*** GIVEN RECORDS ***

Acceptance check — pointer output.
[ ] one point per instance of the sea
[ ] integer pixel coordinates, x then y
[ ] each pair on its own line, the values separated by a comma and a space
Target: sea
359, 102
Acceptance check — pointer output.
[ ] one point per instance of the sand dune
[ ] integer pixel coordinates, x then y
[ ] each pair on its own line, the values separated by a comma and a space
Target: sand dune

*** End of GIVEN RECORDS ***

WHAT THIS TASK INVOLVES: There is one span to return: the line holding "[ ] one point per instance of the sea" and every line after it through the end of the listing above; please give it exactly and add nothing.

WRITTEN RESPONSE:
[ ] one point per instance of the sea
[ ] integer pixel coordinates, x then y
[ ] each pair on its own line, the values separated by a comma and a space
Target: sea
359, 102
Acceptance check — pointer output.
[ ] one point per instance of the sand dune
[ ] integer pixel coordinates, x then y
[ ] each pair on its own line, the values separated by a comma and a space
Target: sand dune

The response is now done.